Problem
Read the data and repeat it in full, exactly.

Source data
## Start
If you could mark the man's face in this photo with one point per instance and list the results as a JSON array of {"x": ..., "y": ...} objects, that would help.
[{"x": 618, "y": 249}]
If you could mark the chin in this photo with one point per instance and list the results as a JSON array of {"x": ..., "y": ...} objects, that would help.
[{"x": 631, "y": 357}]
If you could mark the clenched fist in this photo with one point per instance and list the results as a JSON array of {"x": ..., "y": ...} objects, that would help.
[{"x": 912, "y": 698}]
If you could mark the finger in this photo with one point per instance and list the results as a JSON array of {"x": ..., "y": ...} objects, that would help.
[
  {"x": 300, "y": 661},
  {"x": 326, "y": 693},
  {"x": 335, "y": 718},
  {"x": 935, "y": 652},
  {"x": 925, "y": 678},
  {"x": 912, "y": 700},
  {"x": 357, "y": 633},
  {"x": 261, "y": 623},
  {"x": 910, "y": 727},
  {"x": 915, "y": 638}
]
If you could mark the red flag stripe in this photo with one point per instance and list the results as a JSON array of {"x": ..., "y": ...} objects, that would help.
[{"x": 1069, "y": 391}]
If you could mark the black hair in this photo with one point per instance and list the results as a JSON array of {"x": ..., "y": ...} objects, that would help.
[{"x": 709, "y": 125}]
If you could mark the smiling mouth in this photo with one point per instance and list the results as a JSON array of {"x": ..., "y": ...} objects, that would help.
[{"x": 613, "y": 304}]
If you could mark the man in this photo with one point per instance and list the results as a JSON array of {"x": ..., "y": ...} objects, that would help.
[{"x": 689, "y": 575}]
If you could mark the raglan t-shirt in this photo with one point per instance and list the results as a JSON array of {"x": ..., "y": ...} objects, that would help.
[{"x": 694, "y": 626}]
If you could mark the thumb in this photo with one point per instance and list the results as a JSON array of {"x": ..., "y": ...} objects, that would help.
## End
Task response
If you could mark the man's face in this photo with one point per instance and list the results as a JSON array of {"x": ..., "y": ...} objects, that would help.
[{"x": 618, "y": 249}]
If you could mark the chin in this photo with one point per instance and list the results as a JSON array of {"x": ..., "y": ...} objects, that would help.
[{"x": 631, "y": 357}]
If you could mark the clenched fist in this photo with one point per instance and list the results as a JSON array of {"x": ..., "y": ...} objects, that would help.
[{"x": 912, "y": 698}]
If you could mark the finger in this photo with one point per instance and list the results as a JSON array of {"x": ..., "y": ...} objects, that would help.
[
  {"x": 300, "y": 661},
  {"x": 326, "y": 693},
  {"x": 335, "y": 718},
  {"x": 935, "y": 652},
  {"x": 925, "y": 678},
  {"x": 912, "y": 700},
  {"x": 357, "y": 633},
  {"x": 261, "y": 623},
  {"x": 910, "y": 727},
  {"x": 915, "y": 638}
]
If you could mark the red flag stripe in this photo with one point per instance and list the results as a JSON array of {"x": ..., "y": ...} objects, that would help.
[{"x": 1069, "y": 391}]
If you could mark the black hair in this photo with one point per instance and list the results as a JSON array of {"x": ..., "y": ...} objects, that would help.
[{"x": 709, "y": 125}]
If you could mark the smiling mouth in this photo with one point per instance and list the results as a JSON array of {"x": ..., "y": ...} objects, that would help.
[{"x": 613, "y": 304}]
If you could mark the man in this photo with one point per instance and list the results as a JSON array of {"x": ..., "y": ...} objects, that would help.
[{"x": 689, "y": 575}]
If you could mark the raglan t-shirt in this photo with one point per instance and list the results as a JSON array of {"x": ..., "y": ...} objects, that would help.
[{"x": 694, "y": 626}]
If you could mark the thumb in this photo with one point per instance and list the results as a JSON array of {"x": ..., "y": ...} objects, that would help.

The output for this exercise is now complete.